Home Editor's Picks Good-Bye is too hard. Just say ‘Excelsior!

Good-Bye is too hard. Just say ‘Excelsior!

by Mike Sorensen

How do you sum a life that spanned nearly a century and holds responsibility – in part or in whole (some more, some less, depending on who you talk to) – for some of the most iconic characters in modern fiction?

The answer is, you don’t. Anyone that tries to summarize it is on a fool’s errand, but there will be many who try. The best that can be done, what I’ll endeavor to do here, is to simply touch on some of the moments that defined the legend that is – not was, never was, never past tense – Stan Lee.

Born and raised in Manhattan and the Bronx shortly after the end of the first World War, Stanley Lieber spent his life watching towers climb higher and higher, the foundations of the fictional universe he would later create being laid out. Just out of school, Lieber went to work for Martin Goodman’s Timely Comics, doing such critical work as making sure the inkwells the artists used were kept full. While working at Timely, Lieber would meet names that would shape not only his life, but the entire entertainment industry, not just comics. Joe Simon and Jack Kirby were others that helped guide Lieber to the road that lead him to become the man who – I don’t think it’s hyperbolic to say – would reshape the world.

When Simon and Kirby left Timely, just before Lieber’s 19th birthday, Martin Goodman moved him into the job of interim editor. During the next decades, Lieber learned the ropes as both an editor and a writer, taking on the pen-name of Stan Lee so that he could still use his real name later, when he became a serious writer. Seeing Timely – later Atlas, and then Marvel – through trying times during and after WWII when superhero comics fell out of popularity, the early sixties would see Stan Lee reinvent the form, and radically change the way comics were seen, both inside and outside of the industry.

The revolutionary idea that Lee had? Make characters more relatable. Beginning in 1961, with the “first family of Marvel,” the Fantastic Four, Lee wrote and co-created characters that would be flawed, have troubles in the personal lives that were separate from those of their costumed counterparts. They were kids in school dealing with finals and asking the girl out the dance. They were husbands and wives dealing with paying bills during the day while battling world-devouring monsters after dinner. They were minorities in a world that said if you were like everyone else, you needed to get the hell away from me! He absolutely pulled his punches – he had to, under the Comics Code Authority – but he pushed boundaries and limits as far as he could, and then pushed just a little further, moving the lines on acceptability one inch at a time.

By the time the 1970s had rolled around, Lee had stepped back from the day-to-day writing at Marvel. His last regular monthly books hit the shelves in 1972, though he would continue to write with his peers on occasional works. In 1981, this New York boy packed up and moved to California with a crazy idea: That there was a place for Marvel characters in television and movies. There had be a few attempts to bring the characters to screen before, some more successful than others, and that trend would continue. The Bill Bixby-led “Incredible Hulk” series had come out of the seventies and into the eighties as a hit show and would spawn 5 made-for-TV films. The first Marvel name to hit the big screen was less welcomed. “Howard the Duck” didn’t fly, and neither did follow-ups “The Punisher” in 1989 or “Captain America” in 1990. The problem was that while the characters were there, the budgets weren’t. But Stan Lee knew there would be a time when the Silver Age of comic and the silver screen would mesh.

# SUPPLIED ENTRIES:
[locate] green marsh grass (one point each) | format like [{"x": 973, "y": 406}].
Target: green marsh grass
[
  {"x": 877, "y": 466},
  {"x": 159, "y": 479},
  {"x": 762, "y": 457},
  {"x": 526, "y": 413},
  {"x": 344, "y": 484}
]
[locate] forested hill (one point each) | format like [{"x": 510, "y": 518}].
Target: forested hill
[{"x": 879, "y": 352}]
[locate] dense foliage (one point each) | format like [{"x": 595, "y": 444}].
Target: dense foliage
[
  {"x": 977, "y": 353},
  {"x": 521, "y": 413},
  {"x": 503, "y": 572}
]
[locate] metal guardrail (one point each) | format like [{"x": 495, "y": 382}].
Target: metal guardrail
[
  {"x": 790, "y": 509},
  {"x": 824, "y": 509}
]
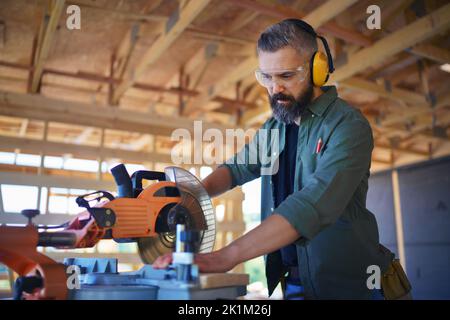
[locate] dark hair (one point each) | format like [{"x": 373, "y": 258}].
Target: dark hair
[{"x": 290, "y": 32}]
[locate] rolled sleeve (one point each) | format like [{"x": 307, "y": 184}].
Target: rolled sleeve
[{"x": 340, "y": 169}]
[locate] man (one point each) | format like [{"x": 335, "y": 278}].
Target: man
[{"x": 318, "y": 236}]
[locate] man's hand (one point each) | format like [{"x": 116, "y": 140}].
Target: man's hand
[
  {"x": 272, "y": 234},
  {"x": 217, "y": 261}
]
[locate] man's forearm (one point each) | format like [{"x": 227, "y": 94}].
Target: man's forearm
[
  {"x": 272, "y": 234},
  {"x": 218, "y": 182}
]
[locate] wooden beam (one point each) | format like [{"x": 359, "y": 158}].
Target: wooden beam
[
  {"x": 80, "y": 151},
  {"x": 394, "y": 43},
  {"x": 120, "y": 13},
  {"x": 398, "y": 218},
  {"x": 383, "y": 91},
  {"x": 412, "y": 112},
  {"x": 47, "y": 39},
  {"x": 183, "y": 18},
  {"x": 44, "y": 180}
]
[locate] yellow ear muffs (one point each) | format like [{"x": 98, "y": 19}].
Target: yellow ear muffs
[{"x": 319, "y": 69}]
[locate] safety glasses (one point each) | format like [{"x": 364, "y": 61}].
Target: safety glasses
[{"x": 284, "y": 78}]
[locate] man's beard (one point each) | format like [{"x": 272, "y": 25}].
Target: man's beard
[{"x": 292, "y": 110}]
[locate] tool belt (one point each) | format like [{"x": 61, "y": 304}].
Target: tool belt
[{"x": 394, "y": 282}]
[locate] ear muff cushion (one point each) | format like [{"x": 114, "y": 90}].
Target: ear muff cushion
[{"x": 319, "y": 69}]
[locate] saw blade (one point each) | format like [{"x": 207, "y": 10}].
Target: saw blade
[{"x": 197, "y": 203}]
...
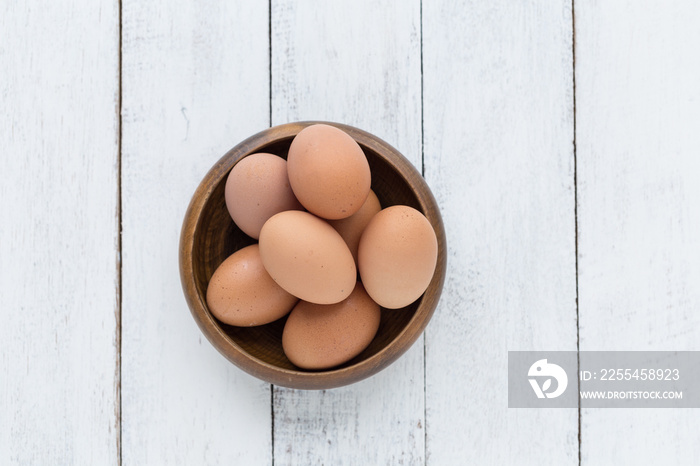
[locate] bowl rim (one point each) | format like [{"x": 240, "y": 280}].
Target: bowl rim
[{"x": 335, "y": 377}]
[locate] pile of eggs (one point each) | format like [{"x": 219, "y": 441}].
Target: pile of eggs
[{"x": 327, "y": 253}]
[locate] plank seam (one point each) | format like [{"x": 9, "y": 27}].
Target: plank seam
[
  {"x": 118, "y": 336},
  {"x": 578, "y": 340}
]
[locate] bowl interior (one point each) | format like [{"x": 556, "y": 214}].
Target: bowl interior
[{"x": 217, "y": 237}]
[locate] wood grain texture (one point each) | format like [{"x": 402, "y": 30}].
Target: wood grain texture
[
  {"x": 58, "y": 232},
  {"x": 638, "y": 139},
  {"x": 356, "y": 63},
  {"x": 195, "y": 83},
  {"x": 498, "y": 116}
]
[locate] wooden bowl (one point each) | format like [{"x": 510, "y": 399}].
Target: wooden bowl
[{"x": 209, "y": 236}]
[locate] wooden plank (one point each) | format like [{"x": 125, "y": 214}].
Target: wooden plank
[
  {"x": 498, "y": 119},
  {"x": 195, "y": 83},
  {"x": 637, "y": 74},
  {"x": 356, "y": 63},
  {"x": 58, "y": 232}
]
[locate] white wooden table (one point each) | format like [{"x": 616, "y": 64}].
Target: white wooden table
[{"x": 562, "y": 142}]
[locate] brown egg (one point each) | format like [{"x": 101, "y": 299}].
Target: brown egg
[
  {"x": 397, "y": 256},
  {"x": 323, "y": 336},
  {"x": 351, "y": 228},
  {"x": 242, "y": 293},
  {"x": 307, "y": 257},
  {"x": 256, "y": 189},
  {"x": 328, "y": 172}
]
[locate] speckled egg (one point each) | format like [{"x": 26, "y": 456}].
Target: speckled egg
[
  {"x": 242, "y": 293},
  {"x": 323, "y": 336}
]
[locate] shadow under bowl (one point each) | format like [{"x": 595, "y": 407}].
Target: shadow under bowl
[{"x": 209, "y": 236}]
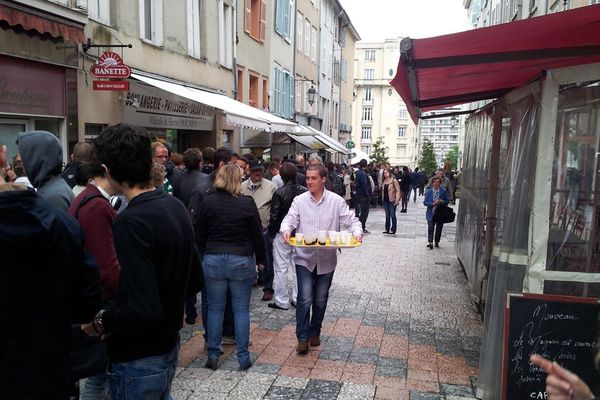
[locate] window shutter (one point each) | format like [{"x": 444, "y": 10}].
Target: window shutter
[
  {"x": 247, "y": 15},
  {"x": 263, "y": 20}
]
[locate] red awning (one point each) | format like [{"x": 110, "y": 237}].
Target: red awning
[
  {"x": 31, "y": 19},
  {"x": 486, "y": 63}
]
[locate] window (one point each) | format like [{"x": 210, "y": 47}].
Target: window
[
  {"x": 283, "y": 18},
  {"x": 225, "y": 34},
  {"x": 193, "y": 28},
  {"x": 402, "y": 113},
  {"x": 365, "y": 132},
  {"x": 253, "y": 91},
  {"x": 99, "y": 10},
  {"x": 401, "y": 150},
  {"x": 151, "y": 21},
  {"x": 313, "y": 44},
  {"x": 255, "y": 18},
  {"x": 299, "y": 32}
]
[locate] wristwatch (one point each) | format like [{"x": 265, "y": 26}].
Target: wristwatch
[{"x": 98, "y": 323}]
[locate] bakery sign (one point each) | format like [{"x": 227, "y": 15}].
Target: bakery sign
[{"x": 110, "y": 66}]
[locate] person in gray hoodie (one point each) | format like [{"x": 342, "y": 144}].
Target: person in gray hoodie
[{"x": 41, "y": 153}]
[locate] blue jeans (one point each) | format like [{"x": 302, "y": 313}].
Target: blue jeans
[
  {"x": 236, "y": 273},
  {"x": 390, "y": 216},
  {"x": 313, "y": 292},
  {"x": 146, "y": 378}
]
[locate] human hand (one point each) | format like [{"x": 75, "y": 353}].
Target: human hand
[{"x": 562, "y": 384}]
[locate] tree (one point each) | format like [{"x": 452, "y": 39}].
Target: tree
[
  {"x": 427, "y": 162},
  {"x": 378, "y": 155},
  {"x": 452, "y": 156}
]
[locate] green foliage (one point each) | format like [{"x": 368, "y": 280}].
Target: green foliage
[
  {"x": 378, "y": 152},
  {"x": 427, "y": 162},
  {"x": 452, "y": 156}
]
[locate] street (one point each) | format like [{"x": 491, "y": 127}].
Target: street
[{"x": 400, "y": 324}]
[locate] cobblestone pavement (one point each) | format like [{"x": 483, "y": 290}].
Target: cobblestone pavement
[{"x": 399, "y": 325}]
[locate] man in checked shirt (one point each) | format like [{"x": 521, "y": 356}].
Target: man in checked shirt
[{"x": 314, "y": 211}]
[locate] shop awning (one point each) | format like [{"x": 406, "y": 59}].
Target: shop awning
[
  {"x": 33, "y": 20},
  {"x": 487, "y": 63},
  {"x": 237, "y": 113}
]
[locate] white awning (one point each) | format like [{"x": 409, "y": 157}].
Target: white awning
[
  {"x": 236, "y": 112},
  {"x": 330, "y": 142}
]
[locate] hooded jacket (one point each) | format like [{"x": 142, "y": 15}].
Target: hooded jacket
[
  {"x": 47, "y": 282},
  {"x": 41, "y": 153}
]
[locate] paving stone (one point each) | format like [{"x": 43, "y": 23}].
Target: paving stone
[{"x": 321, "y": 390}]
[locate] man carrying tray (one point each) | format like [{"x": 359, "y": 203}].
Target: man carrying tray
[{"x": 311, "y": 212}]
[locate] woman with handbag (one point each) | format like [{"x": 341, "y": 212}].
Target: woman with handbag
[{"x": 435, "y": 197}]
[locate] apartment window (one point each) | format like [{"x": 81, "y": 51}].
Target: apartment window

# DIRECTIVES:
1) Transcribe the part of the Stan Lee article that opens with the words containing "by Mike Sorensen" and closes with "tense – Stan Lee.".
2) According to the Stan Lee article, why did Stanley Lieber adopt the pen-name Stan Lee?
The lines after the Stan Lee article are separate material.

# OUTPUTS:
1)
by Mike Sorensen

How do you sum a life that spanned nearly a century and holds responsibility – in part or in whole (some more, some less, depending on who you talk to) – for some of the most iconic characters in modern fiction?

The answer is, you don’t. Anyone that tries to summarize it is on a fool’s errand, but there will be many who try. The best that can be done, what I’ll endeavor to do here, is to simply touch on some of the moments that defined the legend that is – not was, never was, never past tense – Stan Lee.

2) He took the pen-name so he could still use his real name later, when he became a serious writer.